Search the records for the word "wide" and pick out every line that has it.

> Material to process

******

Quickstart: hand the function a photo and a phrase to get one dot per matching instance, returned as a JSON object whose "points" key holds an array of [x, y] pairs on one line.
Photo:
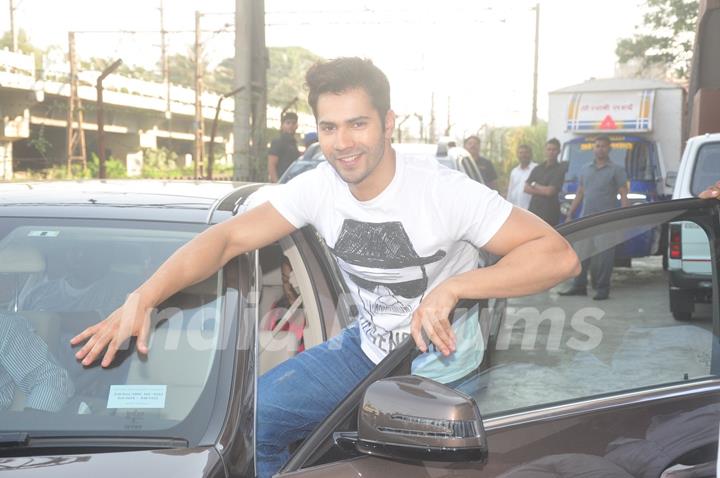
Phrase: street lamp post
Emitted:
{"points": [[102, 173], [214, 127]]}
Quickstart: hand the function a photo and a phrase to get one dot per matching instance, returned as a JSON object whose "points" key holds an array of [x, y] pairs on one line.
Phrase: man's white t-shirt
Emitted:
{"points": [[516, 186], [424, 227]]}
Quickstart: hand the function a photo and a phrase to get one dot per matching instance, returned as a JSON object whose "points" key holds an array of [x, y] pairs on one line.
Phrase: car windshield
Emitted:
{"points": [[707, 169], [58, 277]]}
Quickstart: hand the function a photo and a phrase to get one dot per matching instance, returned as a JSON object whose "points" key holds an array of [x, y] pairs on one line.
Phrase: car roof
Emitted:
{"points": [[184, 201]]}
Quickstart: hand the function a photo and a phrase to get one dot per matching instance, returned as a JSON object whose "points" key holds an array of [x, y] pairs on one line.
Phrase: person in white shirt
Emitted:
{"points": [[404, 234], [518, 177]]}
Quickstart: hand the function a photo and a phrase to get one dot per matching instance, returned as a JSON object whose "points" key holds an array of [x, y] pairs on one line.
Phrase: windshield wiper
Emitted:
{"points": [[19, 440], [12, 440]]}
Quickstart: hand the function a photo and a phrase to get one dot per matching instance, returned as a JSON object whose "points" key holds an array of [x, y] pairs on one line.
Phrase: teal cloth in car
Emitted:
{"points": [[468, 355]]}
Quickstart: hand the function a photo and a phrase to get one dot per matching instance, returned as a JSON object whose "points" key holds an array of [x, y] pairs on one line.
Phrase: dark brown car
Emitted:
{"points": [[568, 386]]}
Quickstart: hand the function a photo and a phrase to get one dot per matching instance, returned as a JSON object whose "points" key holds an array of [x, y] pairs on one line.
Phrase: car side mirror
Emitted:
{"points": [[415, 418]]}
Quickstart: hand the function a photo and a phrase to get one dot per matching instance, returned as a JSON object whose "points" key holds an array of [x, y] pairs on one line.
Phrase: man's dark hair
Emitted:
{"points": [[603, 138], [342, 74], [288, 115]]}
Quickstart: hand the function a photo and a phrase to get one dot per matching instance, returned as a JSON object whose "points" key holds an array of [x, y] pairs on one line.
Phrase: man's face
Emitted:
{"points": [[524, 156], [352, 136], [473, 147], [551, 152], [289, 126], [602, 150]]}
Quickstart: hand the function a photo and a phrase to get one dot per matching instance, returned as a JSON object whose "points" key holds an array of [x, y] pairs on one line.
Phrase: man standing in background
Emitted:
{"points": [[544, 184], [283, 149], [472, 144], [519, 176], [600, 183]]}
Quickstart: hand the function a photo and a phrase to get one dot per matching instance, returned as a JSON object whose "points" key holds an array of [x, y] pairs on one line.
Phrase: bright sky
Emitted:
{"points": [[477, 53]]}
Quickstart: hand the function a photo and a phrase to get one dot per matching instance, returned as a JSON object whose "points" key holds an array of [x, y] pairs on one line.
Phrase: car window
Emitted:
{"points": [[707, 168], [59, 277], [655, 330]]}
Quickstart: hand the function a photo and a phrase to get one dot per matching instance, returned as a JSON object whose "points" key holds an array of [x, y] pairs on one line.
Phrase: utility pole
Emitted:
{"points": [[449, 126], [431, 133], [199, 147], [533, 121], [258, 80], [75, 137], [102, 172], [165, 66], [13, 32], [243, 78]]}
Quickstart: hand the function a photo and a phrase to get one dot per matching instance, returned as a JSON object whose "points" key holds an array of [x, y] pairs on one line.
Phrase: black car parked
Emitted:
{"points": [[567, 388]]}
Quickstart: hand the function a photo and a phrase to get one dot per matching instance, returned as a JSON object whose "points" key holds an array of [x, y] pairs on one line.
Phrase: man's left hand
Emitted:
{"points": [[432, 316], [711, 192]]}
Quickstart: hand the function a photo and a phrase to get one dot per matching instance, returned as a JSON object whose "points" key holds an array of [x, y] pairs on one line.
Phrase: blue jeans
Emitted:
{"points": [[294, 397]]}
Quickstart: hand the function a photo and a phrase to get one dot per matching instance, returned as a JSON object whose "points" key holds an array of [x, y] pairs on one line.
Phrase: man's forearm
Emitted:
{"points": [[193, 262], [530, 268]]}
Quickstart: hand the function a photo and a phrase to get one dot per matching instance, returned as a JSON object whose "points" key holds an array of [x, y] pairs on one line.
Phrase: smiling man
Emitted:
{"points": [[404, 232]]}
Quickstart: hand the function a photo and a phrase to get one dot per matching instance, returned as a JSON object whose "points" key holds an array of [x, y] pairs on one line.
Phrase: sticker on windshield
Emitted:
{"points": [[137, 396], [43, 233]]}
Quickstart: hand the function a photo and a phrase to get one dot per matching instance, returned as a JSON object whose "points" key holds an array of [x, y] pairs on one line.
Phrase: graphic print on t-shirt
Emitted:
{"points": [[388, 274]]}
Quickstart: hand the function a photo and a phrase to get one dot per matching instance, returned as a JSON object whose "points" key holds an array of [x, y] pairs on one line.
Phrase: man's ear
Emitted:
{"points": [[389, 124]]}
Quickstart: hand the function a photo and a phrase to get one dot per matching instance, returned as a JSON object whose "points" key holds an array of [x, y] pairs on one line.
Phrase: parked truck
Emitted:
{"points": [[644, 120]]}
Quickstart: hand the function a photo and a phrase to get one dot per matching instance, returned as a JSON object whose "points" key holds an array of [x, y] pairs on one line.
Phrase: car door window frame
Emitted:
{"points": [[705, 213]]}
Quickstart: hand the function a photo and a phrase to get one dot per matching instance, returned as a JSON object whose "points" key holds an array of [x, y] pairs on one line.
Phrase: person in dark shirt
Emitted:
{"points": [[283, 149], [600, 183], [472, 144], [544, 184]]}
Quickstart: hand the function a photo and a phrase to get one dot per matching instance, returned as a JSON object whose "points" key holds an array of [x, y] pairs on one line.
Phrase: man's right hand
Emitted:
{"points": [[132, 319]]}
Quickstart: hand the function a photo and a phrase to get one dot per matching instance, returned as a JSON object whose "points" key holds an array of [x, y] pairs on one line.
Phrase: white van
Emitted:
{"points": [[688, 247]]}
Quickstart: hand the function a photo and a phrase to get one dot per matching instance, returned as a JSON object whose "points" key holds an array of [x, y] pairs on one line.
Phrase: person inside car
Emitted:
{"points": [[27, 365], [405, 235], [290, 303]]}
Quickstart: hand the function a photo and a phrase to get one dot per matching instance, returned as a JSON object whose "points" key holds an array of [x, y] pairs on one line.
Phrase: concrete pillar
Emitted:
{"points": [[6, 172]]}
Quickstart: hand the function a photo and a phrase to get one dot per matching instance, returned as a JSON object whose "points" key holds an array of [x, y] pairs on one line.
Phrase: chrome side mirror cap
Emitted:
{"points": [[415, 418]]}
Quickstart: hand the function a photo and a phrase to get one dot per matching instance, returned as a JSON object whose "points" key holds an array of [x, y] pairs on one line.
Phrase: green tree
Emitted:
{"points": [[665, 38], [24, 44]]}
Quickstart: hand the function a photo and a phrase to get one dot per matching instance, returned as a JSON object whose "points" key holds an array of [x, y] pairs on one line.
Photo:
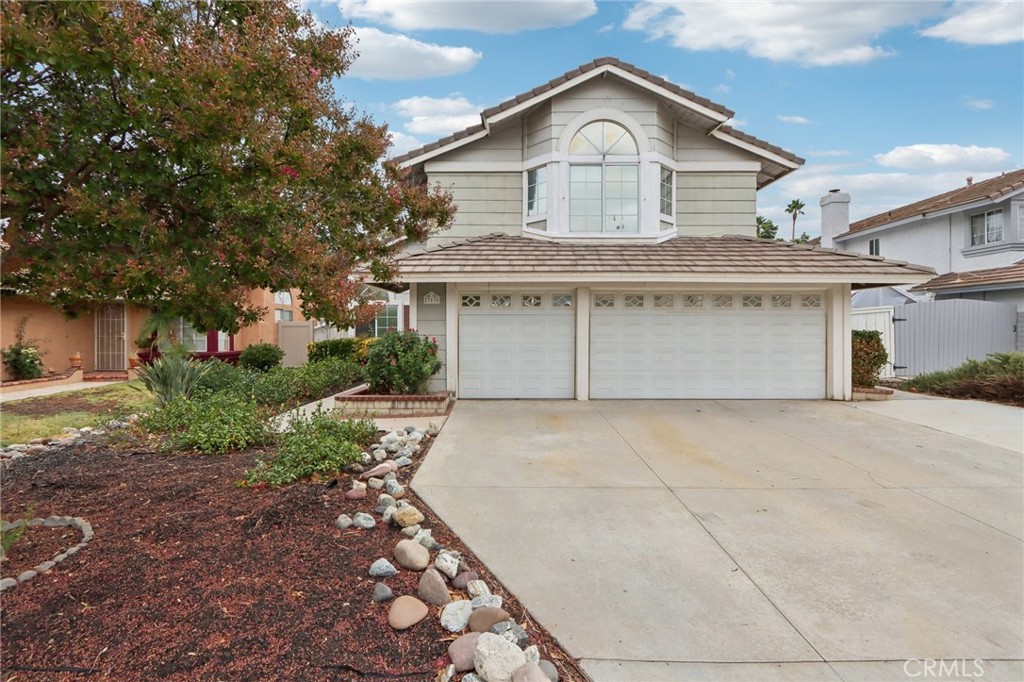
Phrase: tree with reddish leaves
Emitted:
{"points": [[177, 154]]}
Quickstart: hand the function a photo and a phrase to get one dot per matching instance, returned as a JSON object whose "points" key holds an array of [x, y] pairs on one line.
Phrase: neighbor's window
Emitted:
{"points": [[537, 192], [666, 190], [604, 179], [986, 227]]}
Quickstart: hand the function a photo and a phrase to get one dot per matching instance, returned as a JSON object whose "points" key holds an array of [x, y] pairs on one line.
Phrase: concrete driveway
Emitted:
{"points": [[747, 540]]}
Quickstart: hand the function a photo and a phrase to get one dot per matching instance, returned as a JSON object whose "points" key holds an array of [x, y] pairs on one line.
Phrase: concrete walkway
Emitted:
{"points": [[50, 390], [743, 540]]}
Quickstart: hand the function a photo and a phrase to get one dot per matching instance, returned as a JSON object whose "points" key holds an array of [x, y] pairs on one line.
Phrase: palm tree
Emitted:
{"points": [[795, 208]]}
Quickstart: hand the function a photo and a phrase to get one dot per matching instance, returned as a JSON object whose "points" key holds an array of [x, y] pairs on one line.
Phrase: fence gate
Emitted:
{"points": [[112, 352], [940, 335]]}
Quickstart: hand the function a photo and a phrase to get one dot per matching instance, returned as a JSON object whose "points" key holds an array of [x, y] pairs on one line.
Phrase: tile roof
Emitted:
{"points": [[992, 275], [992, 189], [501, 254], [582, 70]]}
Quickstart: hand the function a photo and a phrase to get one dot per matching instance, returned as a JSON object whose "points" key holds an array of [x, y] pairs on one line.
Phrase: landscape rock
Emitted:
{"points": [[382, 568], [497, 659], [382, 592], [549, 670], [364, 520], [529, 672], [407, 516], [432, 589], [511, 631], [448, 563], [462, 580], [483, 619], [406, 611], [477, 588], [461, 651], [412, 555], [455, 616]]}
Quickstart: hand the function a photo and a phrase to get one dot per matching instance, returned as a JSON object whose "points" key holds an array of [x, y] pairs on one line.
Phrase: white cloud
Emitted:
{"points": [[814, 34], [988, 23], [826, 153], [400, 143], [942, 156], [483, 15], [389, 56], [437, 116], [974, 102], [797, 120]]}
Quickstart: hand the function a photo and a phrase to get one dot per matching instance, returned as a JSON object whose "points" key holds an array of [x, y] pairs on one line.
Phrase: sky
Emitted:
{"points": [[892, 101]]}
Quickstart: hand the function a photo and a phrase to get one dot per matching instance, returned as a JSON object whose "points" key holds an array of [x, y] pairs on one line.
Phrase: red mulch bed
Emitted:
{"points": [[189, 577]]}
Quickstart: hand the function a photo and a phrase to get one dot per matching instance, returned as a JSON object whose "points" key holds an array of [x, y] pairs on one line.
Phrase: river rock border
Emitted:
{"points": [[49, 522]]}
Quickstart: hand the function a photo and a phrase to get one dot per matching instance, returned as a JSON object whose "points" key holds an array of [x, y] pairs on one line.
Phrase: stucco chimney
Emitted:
{"points": [[835, 216]]}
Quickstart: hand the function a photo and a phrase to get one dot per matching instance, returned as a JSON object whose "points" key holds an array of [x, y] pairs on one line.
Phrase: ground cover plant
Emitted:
{"points": [[998, 378]]}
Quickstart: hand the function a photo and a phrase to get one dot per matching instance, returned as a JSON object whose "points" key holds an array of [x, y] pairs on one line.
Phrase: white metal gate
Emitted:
{"points": [[112, 353]]}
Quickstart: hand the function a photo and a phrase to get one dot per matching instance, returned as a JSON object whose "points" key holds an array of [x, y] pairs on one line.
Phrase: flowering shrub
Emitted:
{"points": [[400, 363], [22, 358]]}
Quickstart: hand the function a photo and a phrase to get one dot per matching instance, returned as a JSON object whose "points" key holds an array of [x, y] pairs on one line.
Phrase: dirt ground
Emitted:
{"points": [[193, 578]]}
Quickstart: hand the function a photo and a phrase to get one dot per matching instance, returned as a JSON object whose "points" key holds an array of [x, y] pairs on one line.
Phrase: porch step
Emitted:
{"points": [[110, 375]]}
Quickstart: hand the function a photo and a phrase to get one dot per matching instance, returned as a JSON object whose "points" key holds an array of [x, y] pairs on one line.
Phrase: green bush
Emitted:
{"points": [[999, 377], [215, 423], [261, 356], [172, 376], [400, 363], [868, 357], [315, 444]]}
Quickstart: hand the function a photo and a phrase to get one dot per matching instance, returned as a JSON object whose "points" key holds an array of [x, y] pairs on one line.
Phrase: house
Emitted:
{"points": [[104, 337], [973, 236], [604, 248]]}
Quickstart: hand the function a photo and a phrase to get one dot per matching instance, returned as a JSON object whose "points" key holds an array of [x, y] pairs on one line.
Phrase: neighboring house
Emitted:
{"points": [[105, 336], [973, 236], [604, 248]]}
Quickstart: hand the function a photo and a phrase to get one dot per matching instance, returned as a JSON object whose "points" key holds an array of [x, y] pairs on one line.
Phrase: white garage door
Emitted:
{"points": [[708, 345], [516, 345]]}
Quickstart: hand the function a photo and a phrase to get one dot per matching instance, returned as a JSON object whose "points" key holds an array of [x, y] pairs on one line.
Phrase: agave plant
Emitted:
{"points": [[172, 376]]}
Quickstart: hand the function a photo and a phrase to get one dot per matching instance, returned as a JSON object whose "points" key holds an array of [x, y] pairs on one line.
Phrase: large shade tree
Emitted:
{"points": [[176, 154]]}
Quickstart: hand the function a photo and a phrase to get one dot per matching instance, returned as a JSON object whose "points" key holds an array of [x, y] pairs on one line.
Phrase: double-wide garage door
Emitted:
{"points": [[645, 345]]}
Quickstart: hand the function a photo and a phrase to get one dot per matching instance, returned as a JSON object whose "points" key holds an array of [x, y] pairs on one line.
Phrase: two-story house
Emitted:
{"points": [[973, 236], [604, 248]]}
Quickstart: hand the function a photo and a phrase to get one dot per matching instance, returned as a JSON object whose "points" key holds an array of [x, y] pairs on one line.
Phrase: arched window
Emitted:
{"points": [[604, 179]]}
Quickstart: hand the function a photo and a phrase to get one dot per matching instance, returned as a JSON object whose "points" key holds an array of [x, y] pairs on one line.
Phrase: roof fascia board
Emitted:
{"points": [[754, 148]]}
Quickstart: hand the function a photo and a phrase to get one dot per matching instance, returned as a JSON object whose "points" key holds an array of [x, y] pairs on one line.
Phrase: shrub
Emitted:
{"points": [[999, 378], [400, 363], [868, 357], [216, 423], [261, 356], [172, 376], [23, 357], [317, 444]]}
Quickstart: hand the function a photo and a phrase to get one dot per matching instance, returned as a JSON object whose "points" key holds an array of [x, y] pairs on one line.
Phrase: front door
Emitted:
{"points": [[111, 351]]}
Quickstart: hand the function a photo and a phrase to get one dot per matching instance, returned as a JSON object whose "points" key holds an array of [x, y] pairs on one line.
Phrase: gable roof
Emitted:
{"points": [[710, 259], [702, 113], [1008, 274], [992, 189]]}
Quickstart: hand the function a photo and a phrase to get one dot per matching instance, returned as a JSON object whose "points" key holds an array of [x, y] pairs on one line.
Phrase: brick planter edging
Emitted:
{"points": [[363, 405], [48, 522]]}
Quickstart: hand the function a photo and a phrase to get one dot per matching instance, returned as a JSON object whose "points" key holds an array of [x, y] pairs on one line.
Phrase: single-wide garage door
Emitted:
{"points": [[516, 345], [708, 345]]}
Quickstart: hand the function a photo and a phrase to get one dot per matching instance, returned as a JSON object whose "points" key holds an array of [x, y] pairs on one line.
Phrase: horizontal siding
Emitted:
{"points": [[709, 204]]}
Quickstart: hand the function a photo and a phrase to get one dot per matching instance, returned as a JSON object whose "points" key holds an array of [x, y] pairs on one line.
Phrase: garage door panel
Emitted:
{"points": [[720, 353], [517, 354]]}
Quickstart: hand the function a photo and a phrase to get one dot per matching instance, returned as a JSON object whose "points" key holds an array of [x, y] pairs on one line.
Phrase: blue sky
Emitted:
{"points": [[892, 101]]}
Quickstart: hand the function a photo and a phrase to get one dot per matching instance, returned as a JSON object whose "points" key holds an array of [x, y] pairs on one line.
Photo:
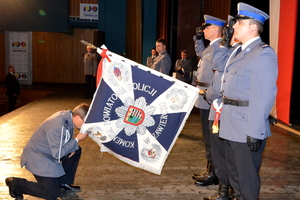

******

> Answer space
Phrase: double-wide garage door
Phrase: single-wide garage door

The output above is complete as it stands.